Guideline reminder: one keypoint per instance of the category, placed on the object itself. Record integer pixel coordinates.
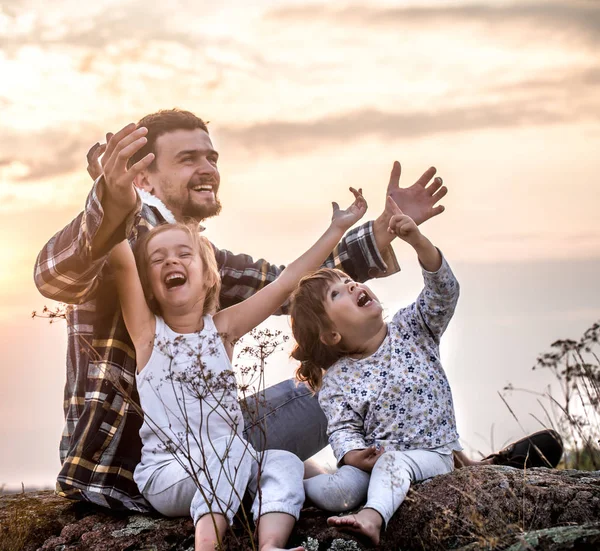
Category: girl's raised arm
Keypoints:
(236, 321)
(139, 320)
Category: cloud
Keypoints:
(580, 16)
(293, 136)
(48, 153)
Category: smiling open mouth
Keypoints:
(363, 299)
(175, 280)
(206, 188)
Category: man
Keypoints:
(169, 156)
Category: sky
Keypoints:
(304, 100)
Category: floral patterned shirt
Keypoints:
(399, 397)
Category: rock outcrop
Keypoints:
(473, 508)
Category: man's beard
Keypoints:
(201, 212)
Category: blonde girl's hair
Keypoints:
(207, 255)
(309, 322)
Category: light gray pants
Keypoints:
(222, 482)
(384, 489)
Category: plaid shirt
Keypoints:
(100, 444)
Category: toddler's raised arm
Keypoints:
(237, 320)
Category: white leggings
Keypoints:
(224, 482)
(384, 489)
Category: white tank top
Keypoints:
(188, 393)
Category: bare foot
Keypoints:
(366, 522)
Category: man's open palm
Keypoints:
(419, 200)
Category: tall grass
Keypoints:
(571, 405)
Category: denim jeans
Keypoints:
(286, 416)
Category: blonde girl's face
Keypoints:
(175, 269)
(351, 305)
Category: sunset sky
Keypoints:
(304, 100)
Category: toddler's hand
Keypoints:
(364, 459)
(403, 225)
(344, 219)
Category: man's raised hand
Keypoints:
(419, 200)
(401, 224)
(346, 218)
(118, 178)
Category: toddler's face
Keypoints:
(350, 305)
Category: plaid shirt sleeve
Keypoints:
(356, 254)
(65, 269)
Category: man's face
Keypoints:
(186, 178)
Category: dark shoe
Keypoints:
(540, 449)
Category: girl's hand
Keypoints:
(344, 219)
(364, 459)
(403, 225)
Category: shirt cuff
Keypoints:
(346, 443)
(94, 215)
(381, 263)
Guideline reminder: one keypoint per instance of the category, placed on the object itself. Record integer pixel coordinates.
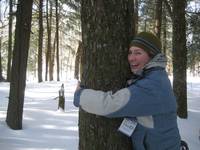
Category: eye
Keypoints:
(137, 53)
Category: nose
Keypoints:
(131, 58)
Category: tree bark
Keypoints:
(77, 68)
(107, 28)
(158, 18)
(19, 64)
(10, 40)
(180, 56)
(57, 42)
(40, 41)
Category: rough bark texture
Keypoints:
(40, 41)
(10, 39)
(19, 64)
(107, 28)
(158, 18)
(77, 68)
(180, 56)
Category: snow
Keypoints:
(47, 128)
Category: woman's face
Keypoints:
(137, 58)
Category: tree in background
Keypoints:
(40, 41)
(107, 28)
(19, 64)
(180, 56)
(10, 39)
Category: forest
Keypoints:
(49, 40)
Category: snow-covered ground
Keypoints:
(47, 128)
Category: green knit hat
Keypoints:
(148, 42)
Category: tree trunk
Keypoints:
(107, 28)
(40, 41)
(77, 71)
(19, 64)
(10, 39)
(57, 42)
(1, 76)
(158, 18)
(180, 56)
(48, 51)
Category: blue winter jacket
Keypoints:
(149, 99)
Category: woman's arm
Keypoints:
(101, 103)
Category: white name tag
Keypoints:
(127, 126)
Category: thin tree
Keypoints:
(57, 42)
(40, 41)
(19, 64)
(158, 18)
(107, 28)
(1, 35)
(10, 39)
(77, 71)
(180, 56)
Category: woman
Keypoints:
(147, 105)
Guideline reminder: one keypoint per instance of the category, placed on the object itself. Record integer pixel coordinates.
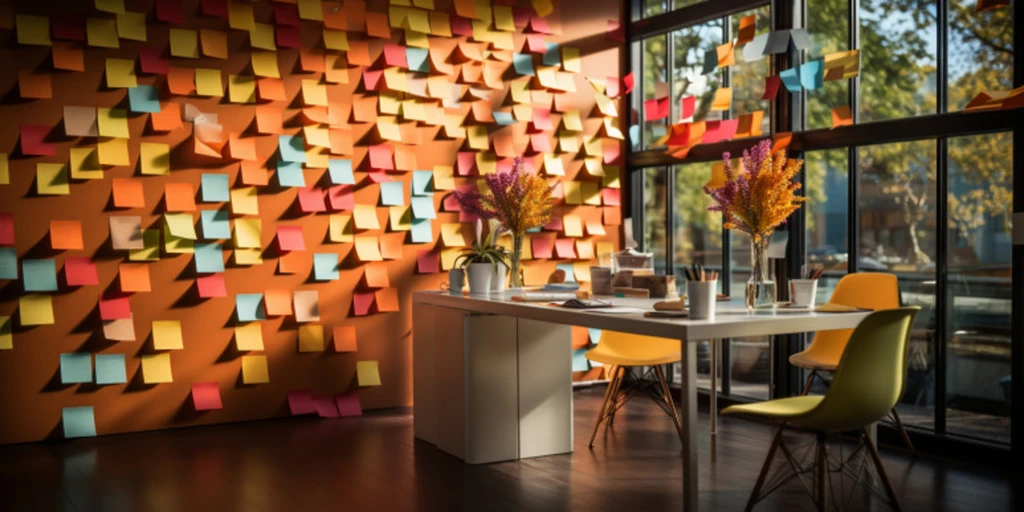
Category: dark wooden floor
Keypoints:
(373, 463)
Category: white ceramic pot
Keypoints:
(500, 278)
(479, 278)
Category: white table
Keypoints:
(493, 380)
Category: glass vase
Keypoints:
(515, 278)
(761, 286)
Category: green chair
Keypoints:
(867, 384)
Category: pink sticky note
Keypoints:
(428, 262)
(290, 238)
(325, 406)
(610, 197)
(114, 308)
(288, 37)
(466, 163)
(211, 286)
(80, 272)
(542, 247)
(170, 11)
(34, 141)
(394, 54)
(348, 403)
(6, 228)
(300, 401)
(382, 157)
(363, 302)
(311, 201)
(286, 14)
(152, 60)
(341, 198)
(206, 396)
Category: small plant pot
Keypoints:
(499, 279)
(479, 278)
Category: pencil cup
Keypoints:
(802, 292)
(701, 295)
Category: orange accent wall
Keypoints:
(31, 392)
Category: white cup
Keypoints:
(701, 296)
(802, 292)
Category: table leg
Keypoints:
(688, 410)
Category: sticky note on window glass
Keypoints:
(254, 370)
(167, 335)
(157, 368)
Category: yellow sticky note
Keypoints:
(368, 373)
(241, 89)
(184, 43)
(113, 122)
(157, 368)
(310, 338)
(155, 159)
(167, 335)
(341, 228)
(131, 26)
(248, 233)
(151, 247)
(452, 235)
(244, 201)
(208, 82)
(121, 73)
(249, 337)
(85, 163)
(33, 30)
(101, 33)
(52, 179)
(254, 370)
(36, 309)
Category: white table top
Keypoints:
(732, 320)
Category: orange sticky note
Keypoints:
(67, 235)
(179, 197)
(134, 278)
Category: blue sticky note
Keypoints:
(79, 422)
(580, 363)
(292, 147)
(551, 55)
(216, 224)
(111, 369)
(812, 75)
(567, 268)
(209, 258)
(523, 64)
(216, 188)
(417, 58)
(143, 98)
(791, 80)
(326, 266)
(421, 231)
(39, 274)
(422, 182)
(391, 194)
(249, 306)
(76, 368)
(290, 174)
(503, 118)
(8, 263)
(423, 207)
(341, 171)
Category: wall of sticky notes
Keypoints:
(217, 210)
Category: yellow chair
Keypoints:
(865, 290)
(619, 351)
(867, 384)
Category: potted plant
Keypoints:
(484, 262)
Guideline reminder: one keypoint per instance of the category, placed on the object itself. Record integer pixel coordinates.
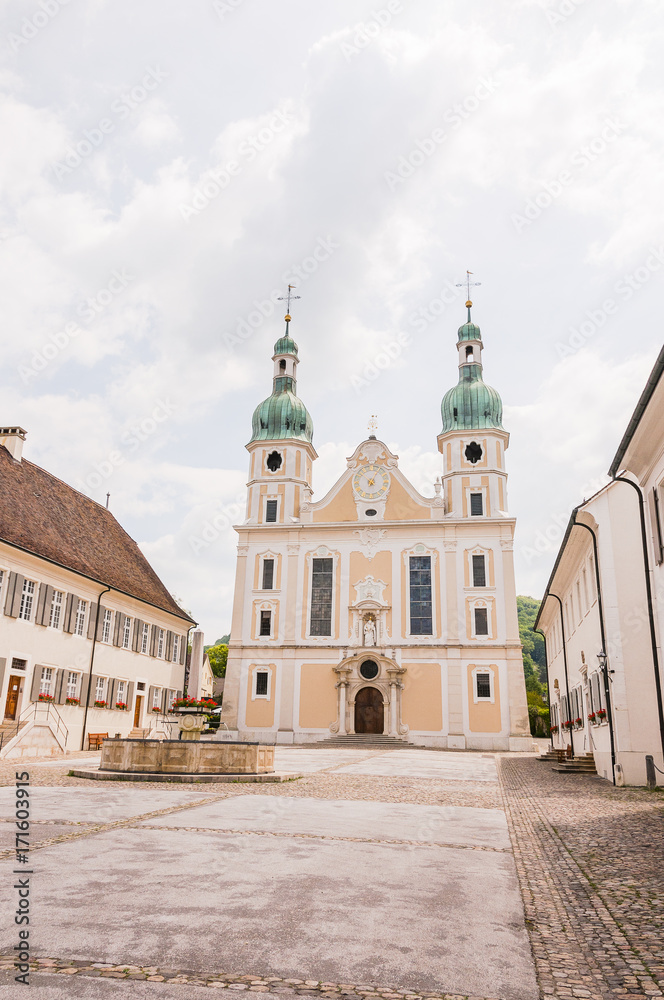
□ □ □
> Task requirements:
Everything from the opening line of the data through the line with "Category: blonde girl's hair" should be repeated exactly; leave the pictures out.

> Solution to this task:
Guideline reminder: one keypoint per instance of the category, placed on the object itself. Record integer pixel coordinates.
Category: girl's raised arm
Keypoints:
(236, 321)
(139, 320)
Category: cloud
Keypoints:
(580, 16)
(293, 136)
(48, 153)
Category: smiling open mouth
Keypoints:
(363, 299)
(175, 280)
(206, 188)
Category: man
Keypoints:
(169, 156)
Category: sky
Keypoints:
(304, 100)
Category: floral patterned shirt
Keypoints:
(399, 397)
Category: rock outcrop
Keypoints:
(473, 508)
Category: man's beard
Keypoints:
(201, 212)
Category: blonde girl's hair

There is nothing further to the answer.